═════ Extracted entries ═════

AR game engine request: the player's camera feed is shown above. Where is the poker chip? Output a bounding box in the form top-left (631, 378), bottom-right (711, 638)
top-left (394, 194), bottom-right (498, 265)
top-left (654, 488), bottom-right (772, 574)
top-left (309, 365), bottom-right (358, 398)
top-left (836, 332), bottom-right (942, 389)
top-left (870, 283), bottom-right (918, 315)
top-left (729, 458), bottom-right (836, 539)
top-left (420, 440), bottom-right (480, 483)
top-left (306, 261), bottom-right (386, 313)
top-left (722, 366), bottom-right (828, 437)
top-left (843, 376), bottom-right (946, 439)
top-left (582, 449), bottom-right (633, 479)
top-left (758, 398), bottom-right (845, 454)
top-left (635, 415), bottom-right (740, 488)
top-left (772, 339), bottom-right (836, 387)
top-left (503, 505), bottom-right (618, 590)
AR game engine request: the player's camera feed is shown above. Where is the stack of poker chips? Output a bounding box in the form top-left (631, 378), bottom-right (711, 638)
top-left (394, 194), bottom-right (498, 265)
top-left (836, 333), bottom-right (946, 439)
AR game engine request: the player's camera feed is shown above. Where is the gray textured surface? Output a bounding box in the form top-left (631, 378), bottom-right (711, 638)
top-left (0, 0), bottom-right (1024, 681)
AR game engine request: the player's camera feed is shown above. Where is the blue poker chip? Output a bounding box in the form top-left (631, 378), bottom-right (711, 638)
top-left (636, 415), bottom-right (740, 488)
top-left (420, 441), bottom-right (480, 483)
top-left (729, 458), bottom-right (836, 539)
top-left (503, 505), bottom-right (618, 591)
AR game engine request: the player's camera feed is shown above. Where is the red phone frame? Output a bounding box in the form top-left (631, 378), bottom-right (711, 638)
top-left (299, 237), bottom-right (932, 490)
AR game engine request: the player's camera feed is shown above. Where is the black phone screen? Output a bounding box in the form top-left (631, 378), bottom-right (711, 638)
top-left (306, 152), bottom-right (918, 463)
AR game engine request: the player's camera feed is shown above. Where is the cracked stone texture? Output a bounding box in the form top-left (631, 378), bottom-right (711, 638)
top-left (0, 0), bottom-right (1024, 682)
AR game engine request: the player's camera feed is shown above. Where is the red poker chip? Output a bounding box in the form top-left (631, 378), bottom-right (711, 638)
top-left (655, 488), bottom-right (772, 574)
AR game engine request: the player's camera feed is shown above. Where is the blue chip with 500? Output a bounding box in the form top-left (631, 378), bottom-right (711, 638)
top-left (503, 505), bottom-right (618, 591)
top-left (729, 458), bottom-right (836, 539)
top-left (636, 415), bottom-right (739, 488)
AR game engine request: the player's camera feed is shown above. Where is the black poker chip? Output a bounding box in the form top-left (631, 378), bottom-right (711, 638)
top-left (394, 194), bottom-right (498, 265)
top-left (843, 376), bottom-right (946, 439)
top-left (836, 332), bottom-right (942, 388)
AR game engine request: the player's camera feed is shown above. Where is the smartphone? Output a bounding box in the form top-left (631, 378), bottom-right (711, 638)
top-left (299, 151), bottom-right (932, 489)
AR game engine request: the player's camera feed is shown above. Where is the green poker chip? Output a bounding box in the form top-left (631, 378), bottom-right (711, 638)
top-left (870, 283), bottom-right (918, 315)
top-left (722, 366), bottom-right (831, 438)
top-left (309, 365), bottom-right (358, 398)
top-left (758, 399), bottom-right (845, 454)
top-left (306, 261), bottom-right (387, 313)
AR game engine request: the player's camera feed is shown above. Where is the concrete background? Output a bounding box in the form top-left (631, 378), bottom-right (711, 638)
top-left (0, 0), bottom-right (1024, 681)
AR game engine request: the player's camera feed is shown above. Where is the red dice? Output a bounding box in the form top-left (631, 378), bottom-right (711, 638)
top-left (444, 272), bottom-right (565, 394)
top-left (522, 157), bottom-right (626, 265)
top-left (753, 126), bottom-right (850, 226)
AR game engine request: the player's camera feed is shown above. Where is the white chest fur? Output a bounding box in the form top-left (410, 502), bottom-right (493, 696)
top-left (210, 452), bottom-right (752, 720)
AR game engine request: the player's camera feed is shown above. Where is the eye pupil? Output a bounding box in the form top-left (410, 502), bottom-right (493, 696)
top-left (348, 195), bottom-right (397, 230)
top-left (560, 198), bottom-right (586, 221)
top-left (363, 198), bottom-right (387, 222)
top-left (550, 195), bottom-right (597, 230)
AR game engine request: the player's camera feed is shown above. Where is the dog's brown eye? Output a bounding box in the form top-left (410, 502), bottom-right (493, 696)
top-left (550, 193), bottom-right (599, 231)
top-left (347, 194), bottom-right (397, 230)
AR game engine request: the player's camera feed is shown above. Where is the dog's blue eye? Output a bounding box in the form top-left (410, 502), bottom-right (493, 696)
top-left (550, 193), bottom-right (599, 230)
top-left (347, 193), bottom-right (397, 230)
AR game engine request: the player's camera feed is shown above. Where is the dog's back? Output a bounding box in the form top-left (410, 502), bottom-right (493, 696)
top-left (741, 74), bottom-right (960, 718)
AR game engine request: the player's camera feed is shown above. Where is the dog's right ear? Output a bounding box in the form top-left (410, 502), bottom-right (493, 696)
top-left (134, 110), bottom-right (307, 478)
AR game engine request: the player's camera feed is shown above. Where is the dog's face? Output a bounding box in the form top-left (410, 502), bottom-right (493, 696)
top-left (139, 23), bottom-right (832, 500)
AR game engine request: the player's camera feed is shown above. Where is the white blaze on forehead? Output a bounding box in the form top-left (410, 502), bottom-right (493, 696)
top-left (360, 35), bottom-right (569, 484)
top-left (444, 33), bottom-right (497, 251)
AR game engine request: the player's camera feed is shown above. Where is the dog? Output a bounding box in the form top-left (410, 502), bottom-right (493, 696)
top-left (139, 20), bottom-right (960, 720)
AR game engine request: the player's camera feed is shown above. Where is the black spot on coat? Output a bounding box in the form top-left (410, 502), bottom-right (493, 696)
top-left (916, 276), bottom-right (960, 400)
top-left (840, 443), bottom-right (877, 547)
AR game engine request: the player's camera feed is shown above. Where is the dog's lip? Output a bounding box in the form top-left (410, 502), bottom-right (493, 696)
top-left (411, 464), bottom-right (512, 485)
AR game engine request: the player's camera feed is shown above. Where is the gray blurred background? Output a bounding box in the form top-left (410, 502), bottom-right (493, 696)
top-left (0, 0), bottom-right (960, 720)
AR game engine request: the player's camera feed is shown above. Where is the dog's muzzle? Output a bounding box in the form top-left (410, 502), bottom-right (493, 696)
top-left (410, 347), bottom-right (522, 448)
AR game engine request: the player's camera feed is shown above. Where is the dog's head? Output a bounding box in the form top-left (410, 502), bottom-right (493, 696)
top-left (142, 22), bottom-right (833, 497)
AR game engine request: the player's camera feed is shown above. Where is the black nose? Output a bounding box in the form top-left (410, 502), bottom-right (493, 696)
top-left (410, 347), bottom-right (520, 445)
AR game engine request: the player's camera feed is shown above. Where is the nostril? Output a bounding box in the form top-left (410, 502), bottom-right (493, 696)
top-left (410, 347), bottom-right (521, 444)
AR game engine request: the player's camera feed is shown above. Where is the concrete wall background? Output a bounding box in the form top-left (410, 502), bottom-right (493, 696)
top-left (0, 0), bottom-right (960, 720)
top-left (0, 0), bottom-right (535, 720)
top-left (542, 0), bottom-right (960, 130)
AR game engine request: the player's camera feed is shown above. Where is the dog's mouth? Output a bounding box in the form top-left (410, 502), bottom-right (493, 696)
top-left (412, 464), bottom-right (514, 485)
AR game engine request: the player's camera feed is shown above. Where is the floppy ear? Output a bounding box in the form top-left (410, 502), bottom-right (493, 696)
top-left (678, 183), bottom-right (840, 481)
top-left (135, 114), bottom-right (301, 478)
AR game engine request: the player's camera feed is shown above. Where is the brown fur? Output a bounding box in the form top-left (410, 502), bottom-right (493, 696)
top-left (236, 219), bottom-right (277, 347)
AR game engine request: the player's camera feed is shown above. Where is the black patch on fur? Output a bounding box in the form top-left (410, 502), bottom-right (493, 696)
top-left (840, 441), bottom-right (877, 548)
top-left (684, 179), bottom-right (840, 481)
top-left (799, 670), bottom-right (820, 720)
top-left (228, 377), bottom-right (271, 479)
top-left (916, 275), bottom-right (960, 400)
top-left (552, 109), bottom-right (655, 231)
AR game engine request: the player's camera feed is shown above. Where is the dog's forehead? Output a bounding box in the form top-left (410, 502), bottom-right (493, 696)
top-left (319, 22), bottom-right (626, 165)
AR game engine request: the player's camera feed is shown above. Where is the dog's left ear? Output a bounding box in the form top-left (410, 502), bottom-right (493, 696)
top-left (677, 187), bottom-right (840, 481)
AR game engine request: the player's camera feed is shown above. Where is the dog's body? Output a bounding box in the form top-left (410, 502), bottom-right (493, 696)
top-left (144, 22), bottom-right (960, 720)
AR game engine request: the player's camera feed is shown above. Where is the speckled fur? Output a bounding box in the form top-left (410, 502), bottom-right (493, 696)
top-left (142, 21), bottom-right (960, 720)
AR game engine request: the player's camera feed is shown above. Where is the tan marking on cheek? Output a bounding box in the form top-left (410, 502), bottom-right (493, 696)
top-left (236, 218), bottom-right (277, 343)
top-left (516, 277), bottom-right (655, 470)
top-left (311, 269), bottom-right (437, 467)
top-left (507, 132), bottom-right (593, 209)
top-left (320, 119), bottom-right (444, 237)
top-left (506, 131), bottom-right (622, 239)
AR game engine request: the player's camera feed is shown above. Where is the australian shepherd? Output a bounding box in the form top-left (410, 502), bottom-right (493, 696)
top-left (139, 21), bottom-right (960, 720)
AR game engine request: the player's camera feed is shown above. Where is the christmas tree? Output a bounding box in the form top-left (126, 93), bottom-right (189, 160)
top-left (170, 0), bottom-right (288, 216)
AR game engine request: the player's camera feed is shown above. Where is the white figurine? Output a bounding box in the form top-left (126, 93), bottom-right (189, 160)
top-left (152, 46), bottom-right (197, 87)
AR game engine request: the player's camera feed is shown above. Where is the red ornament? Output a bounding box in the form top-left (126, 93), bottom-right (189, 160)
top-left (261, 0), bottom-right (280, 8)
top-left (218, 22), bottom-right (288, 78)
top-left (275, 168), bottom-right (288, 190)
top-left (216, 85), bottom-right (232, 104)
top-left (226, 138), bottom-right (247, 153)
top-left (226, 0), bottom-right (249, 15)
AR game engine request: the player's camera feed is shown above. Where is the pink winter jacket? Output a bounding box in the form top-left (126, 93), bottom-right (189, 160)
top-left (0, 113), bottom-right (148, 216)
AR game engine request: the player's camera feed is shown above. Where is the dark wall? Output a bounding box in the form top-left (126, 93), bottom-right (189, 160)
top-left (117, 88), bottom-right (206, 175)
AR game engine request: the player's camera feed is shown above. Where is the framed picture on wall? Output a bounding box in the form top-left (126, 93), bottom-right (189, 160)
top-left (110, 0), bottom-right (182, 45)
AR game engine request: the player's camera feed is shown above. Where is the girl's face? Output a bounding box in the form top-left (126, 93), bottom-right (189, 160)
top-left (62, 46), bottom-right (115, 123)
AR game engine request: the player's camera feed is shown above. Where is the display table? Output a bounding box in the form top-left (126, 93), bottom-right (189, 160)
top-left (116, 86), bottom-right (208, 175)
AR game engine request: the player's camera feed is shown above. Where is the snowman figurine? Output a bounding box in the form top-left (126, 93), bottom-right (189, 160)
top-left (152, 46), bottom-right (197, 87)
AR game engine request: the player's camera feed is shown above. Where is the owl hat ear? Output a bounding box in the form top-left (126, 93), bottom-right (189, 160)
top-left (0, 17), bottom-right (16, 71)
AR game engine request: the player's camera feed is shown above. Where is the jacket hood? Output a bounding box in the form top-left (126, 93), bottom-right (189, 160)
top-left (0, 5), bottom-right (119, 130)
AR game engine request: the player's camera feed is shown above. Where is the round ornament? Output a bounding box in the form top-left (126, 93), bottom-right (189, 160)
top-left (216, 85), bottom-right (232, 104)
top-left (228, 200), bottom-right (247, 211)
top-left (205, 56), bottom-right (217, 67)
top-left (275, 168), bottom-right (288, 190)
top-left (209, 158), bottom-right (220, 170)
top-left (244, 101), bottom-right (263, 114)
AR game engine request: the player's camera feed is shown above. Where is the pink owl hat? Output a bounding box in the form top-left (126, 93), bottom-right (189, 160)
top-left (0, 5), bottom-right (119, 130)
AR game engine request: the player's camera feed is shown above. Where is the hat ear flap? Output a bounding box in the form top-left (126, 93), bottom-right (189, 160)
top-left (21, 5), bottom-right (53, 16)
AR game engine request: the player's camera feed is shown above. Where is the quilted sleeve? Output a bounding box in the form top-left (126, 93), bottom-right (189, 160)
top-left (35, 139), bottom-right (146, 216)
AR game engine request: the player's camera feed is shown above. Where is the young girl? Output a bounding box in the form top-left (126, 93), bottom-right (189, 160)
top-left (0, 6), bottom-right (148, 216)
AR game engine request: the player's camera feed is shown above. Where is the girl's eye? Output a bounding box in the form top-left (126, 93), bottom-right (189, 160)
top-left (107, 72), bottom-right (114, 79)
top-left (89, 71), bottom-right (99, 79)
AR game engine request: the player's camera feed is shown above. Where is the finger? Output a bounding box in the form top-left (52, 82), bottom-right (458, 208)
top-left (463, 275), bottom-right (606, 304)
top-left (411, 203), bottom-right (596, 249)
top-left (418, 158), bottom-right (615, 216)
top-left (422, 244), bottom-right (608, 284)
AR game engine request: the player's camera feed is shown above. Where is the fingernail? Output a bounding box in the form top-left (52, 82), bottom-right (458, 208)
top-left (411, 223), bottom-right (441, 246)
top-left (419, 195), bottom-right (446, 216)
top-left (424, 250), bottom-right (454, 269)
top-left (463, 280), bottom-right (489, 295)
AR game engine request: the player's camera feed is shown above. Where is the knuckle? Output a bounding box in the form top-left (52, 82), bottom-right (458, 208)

═════

- **Exercise goal**
Repeat the lines from the one containing "is the fingernail?" through the end of the listing, exactly and without any other lines; both ends are included.

- **Output for this task**
AR game engine request: the player's camera feed is shown above. Where is the fingernail? Output a bounding box in the form top-left (52, 82), bottom-right (458, 208)
top-left (411, 223), bottom-right (441, 246)
top-left (419, 195), bottom-right (446, 216)
top-left (424, 250), bottom-right (454, 269)
top-left (463, 280), bottom-right (489, 295)
AR game engine request: the player's camera feed is shown above. Where is the knuckle? Output a bounding box in the form top-left (52, 82), bottom-right (458, 208)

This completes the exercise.